**** 原文摘录 ****
婆婆就在医院里专等着,等着小姑妹从大上海回来,然后从市医院将她这尊大佛送回老家。
因为大郎不在家,我只能骑我的小宝马,熟悉我的朋友都知道,我的小宝马是小电驴。
我本意接婆婆大人回城里的家,可惜人家压根就瞧不上我的小宝马。
见我接她回家,一脸的懵:你来接我的啊。 满满的不悦。
然后不理我了。 我也不说话,一说她就停不下来了。
但我知道小姑妹太累了,这次上海之行也不太顺当。 我们昨晚刚刚通完电话。
我将小姑妹这次的不顺利告诉婆婆大人,言下之意就是让她不要折腾小姑妹来接她。
鹏儿奶奶,我们打的回家吧,小妹太累了。
婆婆大人的脸色寒如冰霜,压根不搭理我这话茬。
半天,婆婆大人还是憋不住了:打电话让你小妹来接我。
我打通电话了,然后递给婆婆大人,她拿过电话,劈头盖脸就给小姑妹一顿大骂:你不来医院伺候我,我不怪你。
我出院了(小感冒,但婆婆大人习惯来市医院,别的镇啊,区医院配不上她,改观的是以后的事儿),你连接都不接,你翅膀硬了,要飞了。
小姑妹原本去上海谈生意就不顺,昨晚回到家已经身心疲惫。 听亲妈这么一抱怨,心里的委屈一下子迸发出来了。
你就是小感冒一定要去市医院,大嫂去接你,你为什么就不能回去呐?
我太累了,你为什么不能像人家妈妈那样关心一句。 就这样,婆婆大人与小姑妹拿着我电话你一句我一句吵了起来……
小姑妹是九十九拜都拜了,一次没有拜,就前功尽弃了。
****
### 任务说明
请把原文中从“我将小姑妹这次的不顺利告诉婆婆大人,言下之意就是让她不要折腾小姑妹来接她。”到“你就是小感冒一定要去市医院,大嫂去接你,你为什么就不能回去呐?”（首尾都包括）的部分再写一遍，并将其中的“市医院”改成“县医院”。 这些记录与原文内容没有关系。
**** 所附记录 ****
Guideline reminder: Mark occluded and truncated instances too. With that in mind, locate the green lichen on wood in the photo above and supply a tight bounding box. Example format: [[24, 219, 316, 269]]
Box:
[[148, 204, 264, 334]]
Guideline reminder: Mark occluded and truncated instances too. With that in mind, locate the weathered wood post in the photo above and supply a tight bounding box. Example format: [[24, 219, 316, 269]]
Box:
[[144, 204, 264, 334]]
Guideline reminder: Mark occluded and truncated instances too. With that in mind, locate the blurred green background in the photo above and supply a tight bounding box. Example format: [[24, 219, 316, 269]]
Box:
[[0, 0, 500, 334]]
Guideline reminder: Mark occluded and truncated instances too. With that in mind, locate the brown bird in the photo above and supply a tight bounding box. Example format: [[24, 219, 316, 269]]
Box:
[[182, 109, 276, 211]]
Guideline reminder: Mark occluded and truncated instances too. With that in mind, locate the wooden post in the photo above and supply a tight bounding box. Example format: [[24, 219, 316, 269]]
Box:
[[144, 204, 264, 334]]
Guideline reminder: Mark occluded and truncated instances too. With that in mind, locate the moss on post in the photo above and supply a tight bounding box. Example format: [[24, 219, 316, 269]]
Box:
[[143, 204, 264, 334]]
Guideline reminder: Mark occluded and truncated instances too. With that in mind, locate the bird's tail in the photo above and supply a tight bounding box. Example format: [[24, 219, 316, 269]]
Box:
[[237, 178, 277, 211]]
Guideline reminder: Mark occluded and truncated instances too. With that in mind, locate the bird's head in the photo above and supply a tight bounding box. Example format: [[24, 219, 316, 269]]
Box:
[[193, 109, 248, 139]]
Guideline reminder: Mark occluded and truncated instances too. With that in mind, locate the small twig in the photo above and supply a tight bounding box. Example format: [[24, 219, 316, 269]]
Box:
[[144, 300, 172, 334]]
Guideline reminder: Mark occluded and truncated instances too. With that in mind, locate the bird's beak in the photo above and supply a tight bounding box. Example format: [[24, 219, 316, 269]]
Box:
****
### 参考答案
我将小姑妹这次的不顺利告诉婆婆大人,言下之意就是让她不要折腾小姑妹来接她。
鹏儿奶奶,我们打的回家吧,小妹太累了。
婆婆大人的脸色寒如冰霜,压根不搭理我这话茬。
半天,婆婆大人还是憋不住了:打电话让你小妹来接我。
我打通电话了,然后递给婆婆大人,她拿过电话,劈头盖脸就给小姑妹一顿大骂:你不来医院伺候我,我不怪你。
我出院了(小感冒,但婆婆大人习惯来县医院,别的镇啊,区医院配不上她,改观的是以后的事儿),你连接都不接,你翅膀硬了,要飞了。
小姑妹原本去上海谈生意就不顺,昨晚回到家已经身心疲惫。 听亲妈这么一抱怨,心里的委屈一下子迸发出来了。
你就是小感冒一定要去县医院,大嫂去接你,你为什么就不能回去呐?